** Opening Extracted data block **

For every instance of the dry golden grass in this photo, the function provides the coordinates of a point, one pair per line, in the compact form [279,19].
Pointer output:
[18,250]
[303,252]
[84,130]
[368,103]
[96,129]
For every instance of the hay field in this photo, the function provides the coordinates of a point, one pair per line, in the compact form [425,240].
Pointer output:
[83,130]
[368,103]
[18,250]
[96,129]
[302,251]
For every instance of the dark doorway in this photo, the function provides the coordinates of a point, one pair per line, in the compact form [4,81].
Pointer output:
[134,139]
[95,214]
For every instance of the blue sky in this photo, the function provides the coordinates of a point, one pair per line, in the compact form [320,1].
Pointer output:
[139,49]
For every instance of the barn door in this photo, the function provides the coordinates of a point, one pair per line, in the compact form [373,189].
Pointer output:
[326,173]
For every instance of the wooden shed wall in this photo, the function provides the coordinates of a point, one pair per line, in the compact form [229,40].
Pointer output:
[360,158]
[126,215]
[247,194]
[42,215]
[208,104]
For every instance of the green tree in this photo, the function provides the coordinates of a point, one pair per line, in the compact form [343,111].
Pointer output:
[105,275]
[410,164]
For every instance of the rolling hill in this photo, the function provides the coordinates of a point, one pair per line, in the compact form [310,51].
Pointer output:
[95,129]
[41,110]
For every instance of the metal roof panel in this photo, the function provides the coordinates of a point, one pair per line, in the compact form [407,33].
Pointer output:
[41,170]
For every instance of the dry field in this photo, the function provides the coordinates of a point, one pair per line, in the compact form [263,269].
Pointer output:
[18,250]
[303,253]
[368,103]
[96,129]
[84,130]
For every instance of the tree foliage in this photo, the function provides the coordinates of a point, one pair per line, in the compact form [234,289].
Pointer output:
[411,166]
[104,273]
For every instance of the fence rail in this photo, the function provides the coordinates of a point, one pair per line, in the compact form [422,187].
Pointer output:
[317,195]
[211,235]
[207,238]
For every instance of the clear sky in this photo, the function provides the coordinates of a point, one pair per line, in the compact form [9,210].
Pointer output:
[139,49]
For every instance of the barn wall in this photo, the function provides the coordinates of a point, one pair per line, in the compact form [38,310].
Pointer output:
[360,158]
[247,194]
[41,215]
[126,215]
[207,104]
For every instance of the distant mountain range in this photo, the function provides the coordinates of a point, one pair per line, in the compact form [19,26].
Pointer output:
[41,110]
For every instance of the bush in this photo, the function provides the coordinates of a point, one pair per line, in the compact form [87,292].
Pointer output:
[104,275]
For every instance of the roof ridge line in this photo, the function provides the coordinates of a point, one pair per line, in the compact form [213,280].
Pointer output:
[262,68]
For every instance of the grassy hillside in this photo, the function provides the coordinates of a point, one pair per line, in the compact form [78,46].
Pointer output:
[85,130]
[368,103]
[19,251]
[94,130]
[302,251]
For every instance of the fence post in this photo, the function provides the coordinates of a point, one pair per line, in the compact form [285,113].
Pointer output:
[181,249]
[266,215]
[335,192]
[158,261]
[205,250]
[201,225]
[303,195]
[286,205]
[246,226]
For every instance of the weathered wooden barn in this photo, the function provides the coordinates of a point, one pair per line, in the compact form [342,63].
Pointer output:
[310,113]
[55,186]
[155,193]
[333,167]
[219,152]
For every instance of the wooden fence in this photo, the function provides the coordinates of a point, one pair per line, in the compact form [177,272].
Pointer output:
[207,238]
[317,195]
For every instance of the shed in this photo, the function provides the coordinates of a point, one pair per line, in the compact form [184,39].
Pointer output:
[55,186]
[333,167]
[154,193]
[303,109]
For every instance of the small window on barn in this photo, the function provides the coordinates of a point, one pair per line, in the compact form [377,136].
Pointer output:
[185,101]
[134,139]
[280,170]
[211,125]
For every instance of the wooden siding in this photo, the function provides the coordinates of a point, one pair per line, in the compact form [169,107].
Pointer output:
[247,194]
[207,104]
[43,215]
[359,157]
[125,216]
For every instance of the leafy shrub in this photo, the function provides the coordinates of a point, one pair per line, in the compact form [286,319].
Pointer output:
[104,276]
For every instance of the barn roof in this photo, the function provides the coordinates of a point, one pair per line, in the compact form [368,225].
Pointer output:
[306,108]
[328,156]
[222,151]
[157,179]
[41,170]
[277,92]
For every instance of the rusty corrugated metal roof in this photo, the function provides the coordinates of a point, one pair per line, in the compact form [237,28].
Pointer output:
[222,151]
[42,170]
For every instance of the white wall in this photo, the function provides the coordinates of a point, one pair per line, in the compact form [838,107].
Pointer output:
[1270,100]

** Closing Extracted data block **

Exercise: Write out the data once more, word for word.

Output for this exercise:
For every instance of the dry golden grass in this photo, the function provides the coordinates of a point, one pair per line, in the compact form [279,19].
Pointer output:
[18,250]
[303,252]
[84,130]
[368,103]
[96,129]
For every instance of the hay field in this photo, the function provides the coordinates of a point, one pair per line, in the compact form [425,240].
Pointer output:
[83,130]
[368,103]
[18,250]
[96,129]
[302,251]
For every instance of the dark doorway in this photo, the function provides the coordinates of a point, one pair per line, in the compact form [4,81].
Pointer output:
[134,139]
[95,214]
For every instance of the blue sky in this photo, the function provides the coordinates of a point, one pair per line, in the compact form [320,1].
Pointer output:
[139,49]
For every instance of the barn door in this photo, the function provides the coordinates of a point, one pair per line, in the compact form [373,189].
Pointer output:
[326,173]
For every instance of the wooden shed wall in this photo, the function provides the coordinates of a point, one pair per line, in the compact form [229,40].
Pointer output:
[360,158]
[126,215]
[247,194]
[42,215]
[208,104]
For every instance of the green tree in this photo, the function provides the coordinates of a point, one pair per line, in the compact form [343,111].
Pointer output:
[105,275]
[410,164]
For every instance of the rolling hill in this photo, the function provides the coordinates of a point, one pair per line, in the compact form [310,51].
Pointer output:
[95,129]
[41,110]
For every instance of the metal roof panel in this photo, the function provides the coordinates of a point, one pair per line, in the compact form [407,33].
Pointer output:
[41,170]
For every instance of the dry field in this photo, the function provides the coordinates of a point, one pair per line, in the compact form [263,269].
Pointer output:
[18,250]
[303,253]
[368,103]
[96,129]
[84,130]
For every instance of the tree foliage in this photo, the function provides the coordinates of a point, one pair per line, in the compact form [234,289].
Pointer output:
[411,166]
[104,273]
For every instance of the fence rail in this photo, the function provides the coordinates of a point, one pair per line, in the compact form [422,187].
Pointer output:
[317,195]
[211,235]
[207,238]
For every instance of the clear sky in this photo, the function provides the coordinates of a point, one pair per line, in the compact form [9,210].
Pointer output:
[139,49]
For every instance of the barn wall in this photo, the function provides the coordinates of a point, one pair per line, in the compact form [38,310].
Pointer output:
[360,158]
[247,194]
[41,215]
[126,215]
[207,104]
For every instance of the distant mountain range in this photo, the function provides the coordinates of a point, one pair per line, in the compact form [19,26].
Pointer output:
[41,110]
For every instance of the bush in this photo, the function provides the coordinates of a point, one pair per line, in the compact form [87,292].
Pointer output:
[104,275]
For every instance of the roof ridge line in this photo, the function provides the coordinates of a point, one pair per line, in the compact form [213,280].
Pointer output:
[262,68]
For every instance of the grassy hillside in this photo, the function provides the coordinates of a point, one pair per line, in the compact form [78,46].
Pointer output:
[85,130]
[368,103]
[19,251]
[94,130]
[302,251]
For every instance of the fence post in this photo, the function provides the coordinates of a point, one pair per line, in the compact form [285,113].
Pointer output:
[181,249]
[266,215]
[335,192]
[158,261]
[205,250]
[201,225]
[303,195]
[286,205]
[246,226]
For every instance of the weathered wooden barn in this photo, the function provides the coordinates of a point, one pair per line, in the compact form [342,63].
Pointer output:
[310,113]
[55,186]
[155,193]
[333,167]
[219,152]
For every instance of the wooden fence in this photo, the function provides the coordinates of a point, one pair per line, in the compact form [177,272].
Pointer output:
[207,238]
[317,195]
For every instance of the shed in this photo, the function provides the coordinates of a point, one pair per line, in the compact form [184,39].
Pointer output:
[55,186]
[333,167]
[154,193]
[303,109]
For every instance of the small window on barn in this photo, the function provides the coordinates of a point, one pair per line, in the compact form [377,136].
Pointer output:
[185,101]
[134,139]
[280,170]
[211,125]
For every instance of the wooden siding in this photo, the function provides the coordinates of a point, one pair per line, in the compact form [169,107].
Pointer output:
[247,194]
[207,104]
[43,215]
[359,157]
[125,216]
For every instance of the leafy shrub in this photo, the function provides the coordinates of a point, one pair per line, in the compact form [286,319].
Pointer output:
[104,276]
For every instance of the barn roof in this photo, the function provides the coordinates of a point, one pair per line, in the compact form [368,225].
Pointer output:
[306,108]
[328,156]
[222,151]
[157,179]
[41,170]
[277,92]
For every instance of the rusty corrugated metal roof in this photo, the function provides the coordinates of a point, one pair per line, in the compact form [237,28].
Pointer output:
[222,151]
[42,170]
For every instance of the white wall in this photo, the function provides the coordinates of a point, one pair per line, in the compact form [838,107].
Pointer output:
[1270,100]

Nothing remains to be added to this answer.